Publicado em 13 de agosto de 2020 às 06:06

- Atualizado há um ano

. Crédito: Reprodução

Que tal uma casa de quatro quartos, dois banheiros e dois andares, em Itapuã, por apenas R$ 25 mil? O valor de mercado dessa casa é de R$ 500 mil, mas um anúncio na OLX diz que o dono aceita vendê-la com 95% de desconto. Esse imóvel realmente está à venda, mas o anúncio em questão é uma propaganda enganosa. Ele é só o primeiro passo de um golpe que tem dado dor de cabeça para muita gente, de clientes à consultores de imóveis, e que tem como objetivo final atrair consumidores para entrarem, sem saber, em consórcios.  

“A gente se sente lesada. As pessoas que são vítimas desse tipo de divulgação têm toda uma expectativa da casa ser vendida por um profissional adequado e aí vemos a imagem da nossa residência ser divulgada por pessoas que não têm autorização para isso”, desabafou a dona do imóvel de Itapuã, Carine Souza, 35 anos. Ela confiou à corretora Karina Cintra, 35 anos, a realização da venda, o que tem sido difícil devido as consequências da propaganda enganosa.

◆ **TAREFAS**:
1 – Segundo o texto sobre o golpe com anúncios de imóveis, qual é o valor de mercado da casa em Itapuã?
2 – Reescreva os registros a partir da linha que contém "Does this scene contain any dark basalt" até o final deles, ambas as extremidades incluídas, sem omitir nenhuma linha. Desloque em 124 unidades cada número das coordenadas nas respostas.

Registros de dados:
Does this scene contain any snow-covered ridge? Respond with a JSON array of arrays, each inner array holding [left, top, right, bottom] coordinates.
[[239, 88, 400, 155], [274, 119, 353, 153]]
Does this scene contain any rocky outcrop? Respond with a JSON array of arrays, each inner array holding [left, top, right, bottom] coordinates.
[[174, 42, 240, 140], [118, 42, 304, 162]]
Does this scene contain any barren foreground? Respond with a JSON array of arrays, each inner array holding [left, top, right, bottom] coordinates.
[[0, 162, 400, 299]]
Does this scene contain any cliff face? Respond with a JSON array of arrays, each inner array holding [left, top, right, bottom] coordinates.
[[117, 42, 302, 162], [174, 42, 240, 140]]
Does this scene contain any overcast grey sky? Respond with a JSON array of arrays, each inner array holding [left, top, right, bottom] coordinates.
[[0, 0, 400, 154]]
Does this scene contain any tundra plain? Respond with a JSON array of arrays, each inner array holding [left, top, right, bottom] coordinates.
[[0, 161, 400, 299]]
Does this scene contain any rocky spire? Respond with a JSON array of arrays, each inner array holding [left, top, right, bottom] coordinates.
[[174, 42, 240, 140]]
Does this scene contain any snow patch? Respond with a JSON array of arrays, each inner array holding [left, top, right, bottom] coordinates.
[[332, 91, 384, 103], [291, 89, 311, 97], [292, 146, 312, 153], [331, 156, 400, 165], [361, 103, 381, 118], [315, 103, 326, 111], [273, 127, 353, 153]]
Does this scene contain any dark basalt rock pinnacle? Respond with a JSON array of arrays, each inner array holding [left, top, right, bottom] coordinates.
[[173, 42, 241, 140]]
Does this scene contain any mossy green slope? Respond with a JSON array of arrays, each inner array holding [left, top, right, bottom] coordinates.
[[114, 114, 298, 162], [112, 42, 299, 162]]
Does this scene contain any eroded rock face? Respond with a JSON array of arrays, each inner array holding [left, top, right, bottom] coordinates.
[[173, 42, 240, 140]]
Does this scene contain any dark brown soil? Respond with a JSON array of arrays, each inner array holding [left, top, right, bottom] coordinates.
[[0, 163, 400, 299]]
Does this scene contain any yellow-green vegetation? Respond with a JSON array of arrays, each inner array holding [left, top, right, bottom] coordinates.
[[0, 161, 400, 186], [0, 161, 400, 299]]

◆ **RESPOSTAS**:
1 – R$ 500 mil.

2 –
Does this scene contain any dark basalt rock pinnacle? Respond with a JSON array of arrays, each inner array holding [left, top, right, bottom] coordinates.
[[297, 166, 365, 264]]
Does this scene contain any mossy green slope? Respond with a JSON array of arrays, each inner array holding [left, top, right, bottom] coordinates.
[[238, 238, 422, 286], [236, 166, 423, 286]]
Does this scene contain any eroded rock face? Respond with a JSON array of arrays, each inner array holding [left, top, right, bottom] coordinates.
[[297, 166, 364, 264]]
Does this scene contain any dark brown soil? Respond with a JSON array of arrays, each inner array holding [left, top, right, bottom] coordinates.
[[124, 287, 524, 423]]
Does this scene contain any yellow-green vegetation? Respond with a JSON array of arrays, each inner array holding [left, top, right, bottom] coordinates.
[[124, 285, 524, 310], [124, 285, 524, 423]]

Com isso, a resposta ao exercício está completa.